ESTRATTO:
Mikaya Petros: l'arte come codice genetico
di A.L.
Un dialogo sospeso tra pittura, memoria e metamorfosi.
«A quattro anni mio padre mi prendeva in braccio per farmi leggere il paesaggio con gli occhi del pittore: "Lì metti i bianchi, in quelle ombre ci metti tutti i colori insieme, perché il nero non esiste"», racconta Mikaya Petros, artista di respiro internazionale. Un’infanzia segnata dal profumo della carta grezza, dalle mani affondate tra le strisce di scarto della tipografia paterna, dove prendevano forma i manifesti di mostri sacri come Magritte, De Chirico, Andy Warhol.
È proprio Warhol uno degli incontri cruciali della sua formazione, conosciuto grazie al padre, che ne disegnò il celebre manifesto per la mostra dell’Ultima Cena.
Il legame con la materia e con la luce resta un nodo centrale nella sua poetica. «Dipingo uno spazio intermedio tra il prima e il dopo, tra la parola e il silenzio magico, con lunghe linee oblique che derivano dalla mia passione per la fotografia. Il colore per me è un amplificatore vitale dei nostri fotorecettori», spiega l’artista, che lavora principalmente con l’olio, pur non disdegnando sperimentazioni con nuovi materiali, in una sorta di estensione spaziale della propria ricerca.

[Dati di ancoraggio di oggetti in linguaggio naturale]
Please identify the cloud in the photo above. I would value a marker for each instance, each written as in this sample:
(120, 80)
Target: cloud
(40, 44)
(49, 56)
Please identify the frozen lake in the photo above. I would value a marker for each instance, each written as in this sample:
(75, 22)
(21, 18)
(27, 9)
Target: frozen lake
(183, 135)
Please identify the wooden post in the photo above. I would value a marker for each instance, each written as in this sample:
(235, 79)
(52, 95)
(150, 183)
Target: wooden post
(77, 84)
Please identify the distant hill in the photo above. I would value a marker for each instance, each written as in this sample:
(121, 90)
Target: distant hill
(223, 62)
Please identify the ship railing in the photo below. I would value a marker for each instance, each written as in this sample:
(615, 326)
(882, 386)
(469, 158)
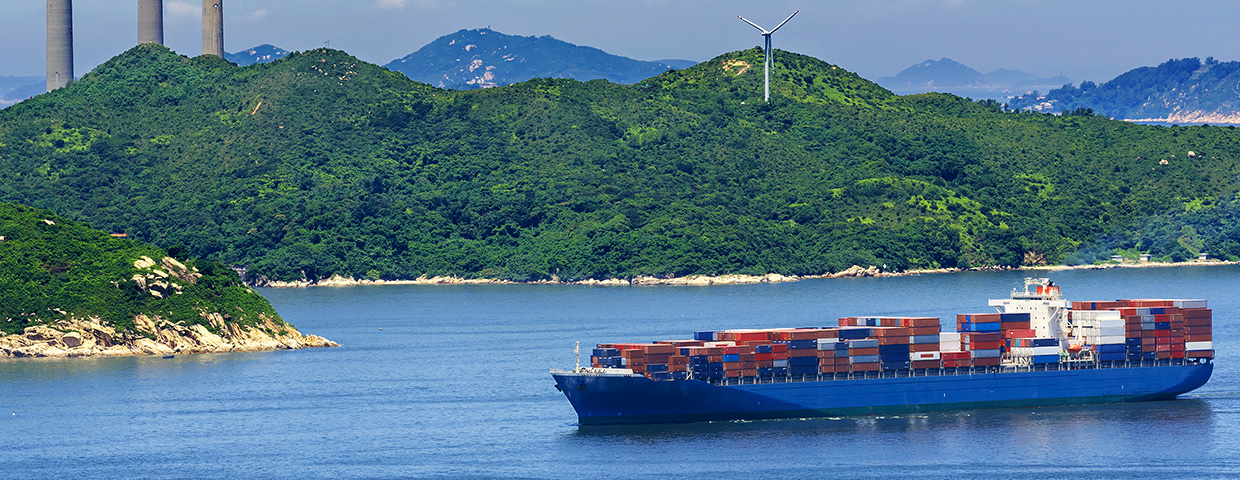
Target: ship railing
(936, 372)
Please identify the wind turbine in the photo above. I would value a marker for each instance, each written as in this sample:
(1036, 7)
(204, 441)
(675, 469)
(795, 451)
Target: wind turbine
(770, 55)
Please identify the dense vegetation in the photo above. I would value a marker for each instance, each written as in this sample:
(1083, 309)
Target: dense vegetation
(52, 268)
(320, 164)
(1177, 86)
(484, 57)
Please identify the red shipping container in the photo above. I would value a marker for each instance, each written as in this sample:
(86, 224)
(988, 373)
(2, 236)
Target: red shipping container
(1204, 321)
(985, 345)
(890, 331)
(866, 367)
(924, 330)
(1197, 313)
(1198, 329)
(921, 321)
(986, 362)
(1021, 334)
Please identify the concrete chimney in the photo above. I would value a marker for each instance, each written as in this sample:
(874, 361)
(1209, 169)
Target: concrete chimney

---

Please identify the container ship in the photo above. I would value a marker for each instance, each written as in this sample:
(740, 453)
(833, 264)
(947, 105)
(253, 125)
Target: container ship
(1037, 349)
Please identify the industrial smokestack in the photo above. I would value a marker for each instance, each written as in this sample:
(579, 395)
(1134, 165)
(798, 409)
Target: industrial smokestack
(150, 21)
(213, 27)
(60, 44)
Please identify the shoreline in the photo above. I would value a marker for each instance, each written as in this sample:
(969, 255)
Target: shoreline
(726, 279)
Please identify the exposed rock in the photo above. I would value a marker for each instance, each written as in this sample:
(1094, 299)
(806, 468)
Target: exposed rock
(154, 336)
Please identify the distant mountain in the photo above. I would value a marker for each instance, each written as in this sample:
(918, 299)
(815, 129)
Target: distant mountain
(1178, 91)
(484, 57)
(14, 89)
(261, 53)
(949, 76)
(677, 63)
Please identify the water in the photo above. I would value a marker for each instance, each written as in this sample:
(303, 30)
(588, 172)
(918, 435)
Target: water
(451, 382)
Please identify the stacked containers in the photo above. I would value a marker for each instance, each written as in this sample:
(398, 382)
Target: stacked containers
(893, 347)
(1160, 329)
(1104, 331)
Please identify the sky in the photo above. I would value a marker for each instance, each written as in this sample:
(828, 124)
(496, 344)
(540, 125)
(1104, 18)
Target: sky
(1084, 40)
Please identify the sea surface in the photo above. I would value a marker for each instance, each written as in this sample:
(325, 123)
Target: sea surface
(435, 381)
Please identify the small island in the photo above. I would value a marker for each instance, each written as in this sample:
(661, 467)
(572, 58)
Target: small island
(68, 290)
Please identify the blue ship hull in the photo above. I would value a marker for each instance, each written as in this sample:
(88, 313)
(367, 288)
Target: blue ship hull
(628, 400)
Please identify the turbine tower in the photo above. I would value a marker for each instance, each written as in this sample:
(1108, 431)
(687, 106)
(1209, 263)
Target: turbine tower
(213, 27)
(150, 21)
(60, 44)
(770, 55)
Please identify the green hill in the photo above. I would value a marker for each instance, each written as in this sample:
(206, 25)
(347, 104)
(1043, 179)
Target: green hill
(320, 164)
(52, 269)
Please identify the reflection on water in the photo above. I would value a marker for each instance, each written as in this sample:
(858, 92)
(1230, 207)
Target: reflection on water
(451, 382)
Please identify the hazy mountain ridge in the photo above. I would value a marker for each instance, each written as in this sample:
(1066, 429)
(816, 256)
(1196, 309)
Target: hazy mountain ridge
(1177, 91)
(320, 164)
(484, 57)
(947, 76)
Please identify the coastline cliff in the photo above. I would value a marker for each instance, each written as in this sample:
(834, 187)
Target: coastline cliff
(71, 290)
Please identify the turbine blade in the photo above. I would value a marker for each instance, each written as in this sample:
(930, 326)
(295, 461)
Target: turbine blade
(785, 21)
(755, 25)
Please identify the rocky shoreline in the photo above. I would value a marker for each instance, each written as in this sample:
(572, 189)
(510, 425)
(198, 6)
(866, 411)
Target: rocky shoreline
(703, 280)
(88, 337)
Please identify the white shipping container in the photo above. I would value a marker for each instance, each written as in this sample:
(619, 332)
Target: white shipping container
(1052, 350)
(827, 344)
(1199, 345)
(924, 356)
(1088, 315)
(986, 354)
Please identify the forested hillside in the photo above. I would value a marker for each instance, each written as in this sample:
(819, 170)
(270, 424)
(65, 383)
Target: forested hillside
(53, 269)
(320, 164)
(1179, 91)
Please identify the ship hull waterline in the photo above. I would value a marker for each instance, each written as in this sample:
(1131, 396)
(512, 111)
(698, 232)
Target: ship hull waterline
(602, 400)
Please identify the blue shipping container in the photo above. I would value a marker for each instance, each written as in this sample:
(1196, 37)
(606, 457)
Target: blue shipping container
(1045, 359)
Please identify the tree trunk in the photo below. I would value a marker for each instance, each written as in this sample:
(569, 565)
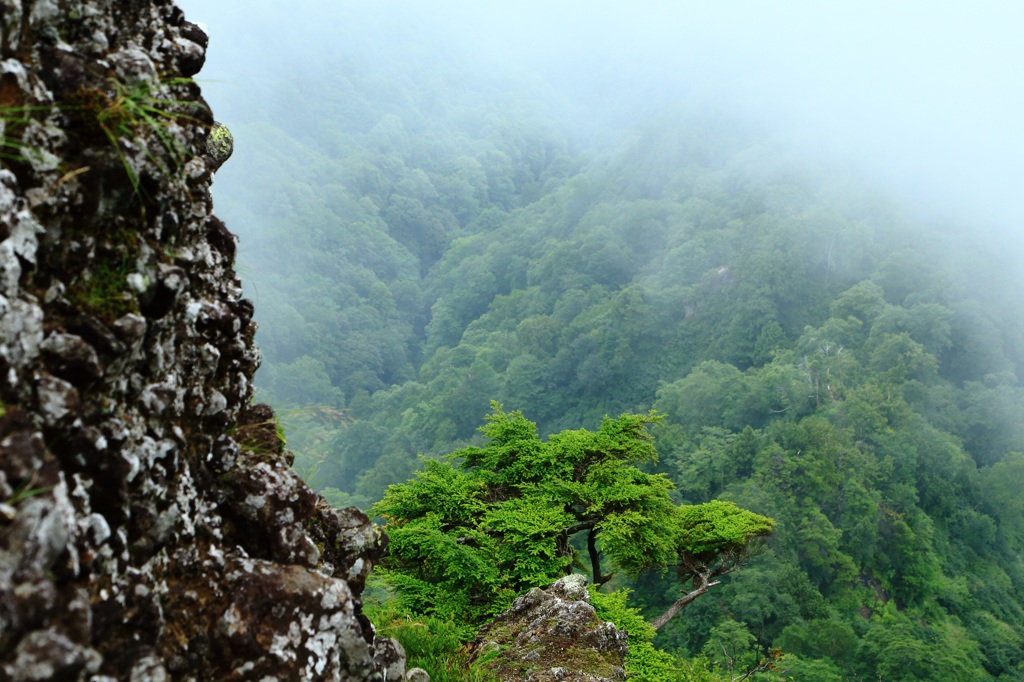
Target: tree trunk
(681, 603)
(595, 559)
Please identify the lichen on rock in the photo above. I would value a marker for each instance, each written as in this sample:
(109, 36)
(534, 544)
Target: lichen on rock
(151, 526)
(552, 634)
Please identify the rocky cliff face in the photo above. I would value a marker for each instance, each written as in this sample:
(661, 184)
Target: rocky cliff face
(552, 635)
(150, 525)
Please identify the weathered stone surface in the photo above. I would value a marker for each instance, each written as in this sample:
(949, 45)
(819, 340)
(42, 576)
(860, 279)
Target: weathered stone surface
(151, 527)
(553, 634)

ATTIVITÀ: Per favore, ricopia dall'articolo su Mikaya Petros il tratto che va da «È proprio Warhol» fino a «della propria ricerca.».

RISPOSTA ALL'ATTIVITÀ:
È proprio Warhol uno degli incontri cruciali della sua formazione, conosciuto grazie al padre, che ne disegnò il celebre manifesto per la mostra dell’Ultima Cena.
Il legame con la materia e con la luce resta un nodo centrale nella sua poetica. «Dipingo uno spazio intermedio tra il prima e il dopo, tra la parola e il silenzio magico, con lunghe linee oblique che derivano dalla mia passione per la fotografia. Il colore per me è un amplificatore vitale dei nostri fotorecettori», spiega l’artista, che lavora principalmente con l’olio, pur non disdegnando sperimentazioni con nuovi materiali, in una sorta di estensione spaziale della propria ricerca.